-- start Passage given --
Sælir Jed, Daniel ok Thomas!
 
Sorry for the delay in getting back to you, I thought I would leave it another day or so in case any more translations came in... anyway, here goes!
 
Jed, you want to do 'looser' translations - that's fine by me.  Everyone did a grand job again and everyone seemed to find the same bits more tricky!  I'll just go over any bits that didn't seem to quite fit...
 
Ok, Thomas, this is really minor but "thereto" is perhaps a little too literal for "þangað" and sounds a bit too archaic in English.  Also, "beinahrúgunni" would need to be "pile of bones".  In your translation of "Þá var honum svarat ok heldr óframliga" you had "then he was answered shyly"  - perhaps you could say "rather shyly" or "somewhat shyly" to get the sense of "heldr" there?
 
Jed, you used the word "timidly" which I prefer to "shyly" because as we shall soon see Hott is not so much shy as very very nervous, knees-knocking timid indeed!
 
"Hví ertu hér" segir Boðvarr, "eða hvat görir þú?"  According to Barnes, the conjunction "eða" usually means "or" but when it is used to introduce a question, it is often closer in meaning to the English "and" (or sometimes "but").  In this context, "and" seems to fit best.
 
Well, what on earth do we do with "bokki sæll"?!?  I agree with Jed that "good sir" or "kind sir" sound like a public schoolboy from Eton in the 1920s.
 
To give you a bit of context, Hott is supposed to be a young peasant lad at Hrolf's court and we know his parents are concerned about his well-being.  Bodvar is the hero of the story, presumably somewhat older therefore.  So I suppose a young lad might simply say "sir", or since he´s out at work, maybe "guv'nor" as Jed suggested.  Incidentally, Gwyn Jones translates it as "buckie dear" which I think is totally hopeless!!
 
The next trick is how to translate "skjaldborg"!  At college we were advised simply to use "shield-wall" but to me that conjures up a completely different image.  I prefer to drop the -borg part and just say "shield" or "defence" or "shelter", again as Jed suggests.
-- end Passage given --
-- start Information supplied --
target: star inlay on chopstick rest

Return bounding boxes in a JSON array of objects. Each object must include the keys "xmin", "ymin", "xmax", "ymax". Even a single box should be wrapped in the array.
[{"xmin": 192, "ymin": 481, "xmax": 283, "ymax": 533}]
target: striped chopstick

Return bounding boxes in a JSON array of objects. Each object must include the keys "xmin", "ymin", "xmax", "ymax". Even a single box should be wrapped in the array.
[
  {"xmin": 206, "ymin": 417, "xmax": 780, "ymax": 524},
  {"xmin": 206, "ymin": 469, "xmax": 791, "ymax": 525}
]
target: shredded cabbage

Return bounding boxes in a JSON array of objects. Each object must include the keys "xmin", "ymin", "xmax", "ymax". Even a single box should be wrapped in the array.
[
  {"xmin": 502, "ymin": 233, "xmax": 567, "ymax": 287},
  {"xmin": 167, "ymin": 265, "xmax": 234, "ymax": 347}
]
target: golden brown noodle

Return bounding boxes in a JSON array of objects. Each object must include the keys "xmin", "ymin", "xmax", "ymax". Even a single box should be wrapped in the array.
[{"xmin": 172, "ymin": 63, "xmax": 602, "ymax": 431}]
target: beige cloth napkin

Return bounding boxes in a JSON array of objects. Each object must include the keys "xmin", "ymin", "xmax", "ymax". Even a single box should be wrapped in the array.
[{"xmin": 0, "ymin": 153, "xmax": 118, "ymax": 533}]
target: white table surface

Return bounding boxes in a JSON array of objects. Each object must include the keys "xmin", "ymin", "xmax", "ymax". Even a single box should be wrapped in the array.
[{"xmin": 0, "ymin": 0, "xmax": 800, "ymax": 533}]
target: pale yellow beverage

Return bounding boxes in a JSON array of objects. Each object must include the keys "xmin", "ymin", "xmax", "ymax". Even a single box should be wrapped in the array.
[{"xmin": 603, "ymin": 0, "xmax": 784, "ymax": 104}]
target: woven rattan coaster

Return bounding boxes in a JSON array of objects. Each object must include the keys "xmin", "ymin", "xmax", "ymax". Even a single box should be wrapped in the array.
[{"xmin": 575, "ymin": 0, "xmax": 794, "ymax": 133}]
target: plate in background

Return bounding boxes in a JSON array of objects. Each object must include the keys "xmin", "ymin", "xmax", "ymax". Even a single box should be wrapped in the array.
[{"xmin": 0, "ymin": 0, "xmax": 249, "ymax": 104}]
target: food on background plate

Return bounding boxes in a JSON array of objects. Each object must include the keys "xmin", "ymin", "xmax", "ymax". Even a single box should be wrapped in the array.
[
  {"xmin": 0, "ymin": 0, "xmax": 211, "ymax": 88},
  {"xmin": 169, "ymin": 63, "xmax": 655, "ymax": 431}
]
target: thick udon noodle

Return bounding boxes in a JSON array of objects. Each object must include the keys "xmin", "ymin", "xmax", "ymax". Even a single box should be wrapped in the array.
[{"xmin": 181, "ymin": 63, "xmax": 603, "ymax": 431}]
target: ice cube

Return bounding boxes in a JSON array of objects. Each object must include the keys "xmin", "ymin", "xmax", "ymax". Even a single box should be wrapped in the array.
-- end Information supplied --
* _Directions_
(1) In the translation notes on the Old Norse passage, how does Gwyn Jones render "bokki sæll"?
(2) Resume the translation notes on the Old Norse passage from the point where they stop.

* _Exercise results_
(1) As "buckie dear."

(2)
Now for "Vesall ertu þinnar skjaldborgar!".  Thomas, you have basically got it with your "you are a wretched man with your fortress" but that doesn´t sound totally idiomatic... how about "You and your wretched shelter!"?
 
I looked this up in Barnes' Reader and the analysis given there is...
"þinnar" is a possessive adjective meaning "in respect of your" and it is genitive feminine singular agreeing with "skjaldborgar".  "Skjaldborgar" is genitive and dependent on the adjective "vesall" giving the sense "in respect of" or "with regard to".  From there, we can jump to "You and your wretched shelter!" which has the advantage of being quite idiomatic in English.  Byock has "You and your shield-wall are pathetic!"
 
"Höttr kvað þá hátt við ok mælti, 'Nú viltu mér bana!"
Dan, you had quite a loose translation here...
kvað from kveða - to cry out, to shout
þá - then
hátt from hár - high (in this context, high volume i.e. loudly)
við - preposition 'at', here used absolutely meaning something more is implied i.e. "at this" or "at this treatment".
So we get,
"then Hott yelled out loudly at this"
 
"Nú viltu mér bana!"  Dan, although there is a noun "bana" meaning "death", here we have the verb "bana" meaning "to kill".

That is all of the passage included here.